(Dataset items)

------------

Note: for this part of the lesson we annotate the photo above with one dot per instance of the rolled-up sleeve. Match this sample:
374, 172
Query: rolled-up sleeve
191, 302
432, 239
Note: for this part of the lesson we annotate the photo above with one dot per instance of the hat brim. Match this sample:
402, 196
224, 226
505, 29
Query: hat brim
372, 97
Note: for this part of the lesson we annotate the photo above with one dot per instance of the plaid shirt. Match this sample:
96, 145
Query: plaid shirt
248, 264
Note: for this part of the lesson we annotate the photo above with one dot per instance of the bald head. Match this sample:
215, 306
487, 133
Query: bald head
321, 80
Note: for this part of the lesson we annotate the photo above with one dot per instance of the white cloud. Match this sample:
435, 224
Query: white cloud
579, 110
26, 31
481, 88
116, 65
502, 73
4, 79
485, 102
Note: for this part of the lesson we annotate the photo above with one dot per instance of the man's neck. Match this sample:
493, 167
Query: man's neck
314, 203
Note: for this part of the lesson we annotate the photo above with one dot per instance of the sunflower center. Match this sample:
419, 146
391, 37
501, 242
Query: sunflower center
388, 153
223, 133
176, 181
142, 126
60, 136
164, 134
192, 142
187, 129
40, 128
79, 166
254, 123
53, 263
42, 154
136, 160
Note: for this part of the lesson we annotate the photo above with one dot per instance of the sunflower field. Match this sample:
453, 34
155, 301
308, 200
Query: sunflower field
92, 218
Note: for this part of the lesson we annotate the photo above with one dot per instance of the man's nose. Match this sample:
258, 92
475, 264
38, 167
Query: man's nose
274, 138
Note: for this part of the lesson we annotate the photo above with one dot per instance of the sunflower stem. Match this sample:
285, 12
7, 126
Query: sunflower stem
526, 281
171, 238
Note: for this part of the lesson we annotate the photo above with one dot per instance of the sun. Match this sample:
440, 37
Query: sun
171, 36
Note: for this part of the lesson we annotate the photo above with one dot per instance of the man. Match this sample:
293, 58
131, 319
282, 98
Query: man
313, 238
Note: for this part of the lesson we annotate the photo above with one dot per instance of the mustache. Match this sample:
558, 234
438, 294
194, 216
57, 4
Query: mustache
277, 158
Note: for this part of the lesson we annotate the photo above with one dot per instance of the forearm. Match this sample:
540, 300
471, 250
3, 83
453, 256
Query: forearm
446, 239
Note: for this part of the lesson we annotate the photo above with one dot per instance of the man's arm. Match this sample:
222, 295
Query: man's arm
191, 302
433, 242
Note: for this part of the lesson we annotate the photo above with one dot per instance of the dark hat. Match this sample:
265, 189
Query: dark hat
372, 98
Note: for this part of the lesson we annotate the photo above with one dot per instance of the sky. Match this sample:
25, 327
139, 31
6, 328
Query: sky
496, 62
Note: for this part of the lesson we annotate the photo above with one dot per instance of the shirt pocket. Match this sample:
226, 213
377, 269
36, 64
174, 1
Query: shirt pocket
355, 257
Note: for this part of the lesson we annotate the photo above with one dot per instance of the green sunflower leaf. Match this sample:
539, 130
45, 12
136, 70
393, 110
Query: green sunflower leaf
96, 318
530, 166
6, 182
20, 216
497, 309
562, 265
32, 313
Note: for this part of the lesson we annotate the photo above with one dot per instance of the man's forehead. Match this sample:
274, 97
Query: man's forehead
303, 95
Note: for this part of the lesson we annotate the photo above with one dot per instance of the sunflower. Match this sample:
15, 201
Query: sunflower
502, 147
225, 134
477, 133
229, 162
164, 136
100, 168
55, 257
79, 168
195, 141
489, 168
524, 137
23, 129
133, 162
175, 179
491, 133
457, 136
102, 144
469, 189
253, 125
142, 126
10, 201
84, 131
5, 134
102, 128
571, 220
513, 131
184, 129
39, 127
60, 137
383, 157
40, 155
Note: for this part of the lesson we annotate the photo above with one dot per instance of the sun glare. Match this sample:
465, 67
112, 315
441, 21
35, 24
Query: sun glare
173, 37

------------

Repeat the lines above exactly.

■ Response to the task
Note: for this part of the lesson we annotate the photo above with one dot per instance of the rolled-up sleeve. Match this sample:
374, 172
Query: rolled-up sleeve
191, 302
432, 239
Note: for this part of the lesson we annotate the photo above with one dot per instance of the hat brim. Match this sample:
402, 196
224, 226
505, 29
Query: hat brim
372, 97
Note: for this part of the lesson we annotate the photo above with one dot per instance of the plaid shirt. Match this sample:
96, 145
Query: plaid shirt
248, 264
Note: for this part of the lesson we annotate the photo above with one dot per instance of the bald head. Match this sample:
215, 306
487, 133
Query: bald head
321, 80
Note: for this part of the lesson we annotate the photo above with one dot per instance of the white cloud. Match this sample:
435, 224
Query: white cloud
579, 110
26, 31
481, 88
116, 65
502, 73
4, 79
485, 102
Note: for this part of the lesson we annotate the photo above with one dot per instance of the man's neck. Match this sample:
493, 167
Query: man's neck
314, 203
Note: for this part of the lesson we annotate the photo above with one dot per instance of the sunflower center. Match this sample:
419, 146
391, 37
501, 242
Query: sunflower center
388, 153
223, 133
176, 181
142, 126
60, 136
164, 134
192, 142
187, 129
40, 128
79, 166
254, 123
53, 263
42, 154
136, 160
Note: for this part of the lesson we annotate the photo above with one dot per instance of the sunflower field. Match this sample:
453, 34
155, 301
308, 200
Query: sunflower field
92, 218
Note: for this part of the lesson we annotate the photo above with one dot per instance of the man's nose. Match this sample:
258, 92
475, 264
38, 167
Query: man's nose
274, 138
Note: for this part of the lesson we annotate the photo above with one dot per instance of the sunflower stem. Match this sample:
285, 12
7, 126
Query: sunflower stem
526, 281
171, 238
Note: for this part of the lesson we annotate the photo above with one dot per instance of the sun. Match this sample:
440, 37
Query: sun
171, 36
Note: for this part of the lesson we annotate the photo above with one dot per instance of the man. Match this sample:
293, 58
131, 319
282, 98
Query: man
313, 238
Note: for this part of the lesson we annotate the photo above with one dot per instance of the mustache. Match this sample:
558, 234
438, 294
194, 216
57, 4
Query: mustache
277, 158
Note: for this part of the lesson we annotate the photo above with one dot per instance of the forearm. Match this sample:
540, 300
471, 250
3, 83
453, 256
Query: forearm
446, 239
Note: for this part of the lesson we annotate the photo above with one dot per instance of the man's arm. Match this sample:
222, 295
Query: man's arm
191, 302
433, 242
Note: for this part of the lesson we annotate the photo above with one dot per instance of the dark hat. Match this sample:
265, 189
Query: dark hat
372, 98
Note: for this part of the lesson we annotate the photo above with one dot per instance of the sky. Match this sample:
25, 327
139, 31
6, 328
Query: sky
496, 62
Note: for this part of the lesson we annotate the photo above with one dot per instance of the shirt pocket. Match this sample:
226, 213
377, 269
36, 64
174, 1
Query: shirt pocket
355, 257
Note: for this part of the lesson we annotate the photo above with one dot per instance of the green sunflower leaf. Match this sample:
539, 130
45, 12
136, 70
393, 110
Query: green sunflower leaf
96, 318
530, 166
6, 182
20, 216
497, 309
562, 265
32, 313
Note: for this part of the lesson we annotate the photo above with one dot per instance of the man's forehead. Match this sample:
274, 97
Query: man's forehead
303, 95
Note: for this part of the lesson we annotate the photo above with one dot per instance of the sunflower. Match this sample:
15, 201
Query: sunflower
502, 147
225, 134
477, 133
229, 162
164, 136
100, 168
55, 257
79, 168
195, 141
489, 168
524, 137
23, 129
133, 162
175, 179
491, 133
457, 136
102, 144
469, 189
253, 125
142, 126
10, 201
84, 131
5, 134
102, 128
571, 220
513, 131
184, 129
39, 127
60, 137
383, 157
40, 155
Note: for this part of the lesson we annotate the photo above with one dot per instance of the sun glare. Match this sample:
465, 67
112, 315
441, 21
35, 24
Query: sun glare
173, 37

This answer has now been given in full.